___ DATA PROVIDED ___

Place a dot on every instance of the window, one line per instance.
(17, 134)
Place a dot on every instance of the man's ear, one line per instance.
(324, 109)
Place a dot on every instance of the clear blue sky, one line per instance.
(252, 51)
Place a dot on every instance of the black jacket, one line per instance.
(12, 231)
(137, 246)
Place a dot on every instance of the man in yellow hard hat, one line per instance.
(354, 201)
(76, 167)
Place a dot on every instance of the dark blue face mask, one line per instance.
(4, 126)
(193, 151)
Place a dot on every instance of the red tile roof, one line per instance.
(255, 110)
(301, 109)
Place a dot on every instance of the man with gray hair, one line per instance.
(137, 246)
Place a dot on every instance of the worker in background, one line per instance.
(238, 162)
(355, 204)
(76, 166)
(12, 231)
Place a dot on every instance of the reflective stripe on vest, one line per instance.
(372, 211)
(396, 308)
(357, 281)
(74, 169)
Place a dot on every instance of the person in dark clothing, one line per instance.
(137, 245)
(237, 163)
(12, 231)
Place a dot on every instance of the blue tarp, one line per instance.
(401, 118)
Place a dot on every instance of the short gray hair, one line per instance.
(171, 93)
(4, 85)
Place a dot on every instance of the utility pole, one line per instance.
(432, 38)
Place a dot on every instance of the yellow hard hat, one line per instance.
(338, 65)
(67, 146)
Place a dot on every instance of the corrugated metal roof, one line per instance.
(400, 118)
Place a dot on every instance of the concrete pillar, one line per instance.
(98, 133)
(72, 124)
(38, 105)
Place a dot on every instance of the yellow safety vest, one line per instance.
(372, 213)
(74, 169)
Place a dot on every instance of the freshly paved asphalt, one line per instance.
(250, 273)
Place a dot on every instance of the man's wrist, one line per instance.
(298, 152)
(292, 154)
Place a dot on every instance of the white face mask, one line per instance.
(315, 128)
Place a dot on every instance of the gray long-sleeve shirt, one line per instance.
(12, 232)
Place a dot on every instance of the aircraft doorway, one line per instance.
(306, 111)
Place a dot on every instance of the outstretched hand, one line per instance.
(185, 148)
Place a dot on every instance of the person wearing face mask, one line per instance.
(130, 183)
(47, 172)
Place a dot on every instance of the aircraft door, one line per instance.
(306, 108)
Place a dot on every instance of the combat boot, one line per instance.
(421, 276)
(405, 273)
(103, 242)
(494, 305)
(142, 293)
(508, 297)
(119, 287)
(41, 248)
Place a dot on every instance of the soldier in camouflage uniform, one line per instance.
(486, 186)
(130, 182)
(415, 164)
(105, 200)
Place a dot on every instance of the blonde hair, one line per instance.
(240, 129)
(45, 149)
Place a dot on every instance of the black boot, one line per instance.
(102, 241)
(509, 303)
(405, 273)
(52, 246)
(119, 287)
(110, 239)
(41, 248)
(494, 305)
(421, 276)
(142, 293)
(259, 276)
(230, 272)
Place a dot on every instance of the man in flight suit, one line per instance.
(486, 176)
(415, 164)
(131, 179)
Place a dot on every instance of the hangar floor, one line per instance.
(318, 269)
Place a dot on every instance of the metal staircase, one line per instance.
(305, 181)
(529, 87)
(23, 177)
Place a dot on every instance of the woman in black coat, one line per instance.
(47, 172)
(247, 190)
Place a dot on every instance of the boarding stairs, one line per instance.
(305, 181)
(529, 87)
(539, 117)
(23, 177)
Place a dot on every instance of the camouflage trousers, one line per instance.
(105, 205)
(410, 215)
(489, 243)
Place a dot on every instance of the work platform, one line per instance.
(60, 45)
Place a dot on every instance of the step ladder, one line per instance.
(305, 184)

___

EXERCISE INSTRUCTIONS: Reproduce the complete data exactly as presented above.

SOLVED PROBLEM:
Place a dot on every instance of the window, one line per instance.
(17, 134)
Place a dot on every instance of the man's ear, one line per instance.
(324, 109)
Place a dot on every instance of the clear blue sky, one line per instance.
(252, 51)
Place a dot on every instance of the black jacket, one line per instance.
(12, 231)
(137, 246)
Place a dot on every instance of the man in yellow hard hat, one line per instance.
(354, 201)
(76, 167)
Place a dot on every instance of the dark blue face mask, one line per instance.
(4, 126)
(193, 151)
Place a dot on every instance of the red tile roof, one line per instance.
(255, 110)
(301, 109)
Place a dot on every instance of the man with gray hair, one line per instance.
(137, 246)
Place a dot on every instance of the worker in background, one line per instance.
(238, 162)
(355, 204)
(76, 166)
(12, 231)
Place a dot on every instance of the reflective stripe on vest, one line per instance.
(372, 211)
(396, 308)
(357, 281)
(74, 169)
Place a dot on every instance of the person in dark clothing, one line per instance.
(137, 245)
(237, 163)
(12, 231)
Place a dot on every instance of the blue tarp, one line per instance.
(401, 118)
Place a dot on every instance of the short gray hair, one line per instance.
(171, 93)
(4, 85)
Place a dot on every instance of the utility pole, one line per instance.
(432, 38)
Place a dot on every instance of the yellow hard hat, one line per instance.
(338, 65)
(67, 146)
Place a dot on every instance of the corrugated metal roof, one line per instance.
(400, 118)
Place a dot on every instance of the concrete pillar, one line per instance.
(98, 133)
(72, 124)
(38, 105)
Place a dot on every instance of the yellow safety vest, one line per instance.
(372, 213)
(74, 169)
Place a dot on every instance of the freshly paved asphalt, one line per instance.
(250, 273)
Place a dot on every instance of the man's wrist, one line per instance.
(298, 152)
(292, 154)
Place a dot on every instance of the white face mask, one line per instance.
(315, 128)
Place a dot on every instance of the gray long-sleeve shirt, one line per instance.
(12, 232)
Place a dot on every instance of the aircraft doorway, one line per instance.
(306, 111)
Place a dot on every instance of the outstretched hand, one line per instance.
(185, 148)
Place a dot on every instance of the person wearing face mask, one line per instance.
(130, 183)
(47, 172)
Place a dot on every instance of the aircraft door, one line per instance.
(306, 108)
Place a dot on every instance of the combat boot, one line per instance.
(421, 276)
(405, 273)
(103, 242)
(494, 305)
(142, 293)
(508, 297)
(119, 287)
(41, 248)
Place a dot on every instance of the soldier in camouflage uniform, one line per instance.
(486, 186)
(130, 182)
(415, 164)
(105, 200)
Place a dot on every instance of the blonde hair, one line per instance.
(240, 129)
(45, 149)
Place a dot on every instance of the black boot, one line per instance.
(102, 241)
(509, 303)
(405, 273)
(52, 246)
(119, 287)
(110, 239)
(41, 248)
(494, 305)
(421, 276)
(142, 293)
(259, 276)
(230, 272)
Place a dot on every instance of the man in flight suit, one line per instance.
(486, 176)
(415, 164)
(131, 179)
Place a dot on every instance of the hangar floor, one line per instance.
(318, 269)
Place a dot on every instance of the metal staircase, one line per instance.
(305, 181)
(529, 87)
(23, 177)
Place a dot on every instance of the woman in black coat, one line per instance.
(47, 172)
(247, 190)
Place a dot on every instance of the boarding stairs, one line per instance.
(305, 181)
(529, 87)
(539, 117)
(23, 177)
Place a dot on every instance of the camouflage trousers, one line per instance.
(105, 205)
(410, 215)
(489, 243)
Place a dot on every instance of the work platform, one line per instance.
(60, 45)
Place a dot on every instance of the step ladder, one line per instance.
(305, 184)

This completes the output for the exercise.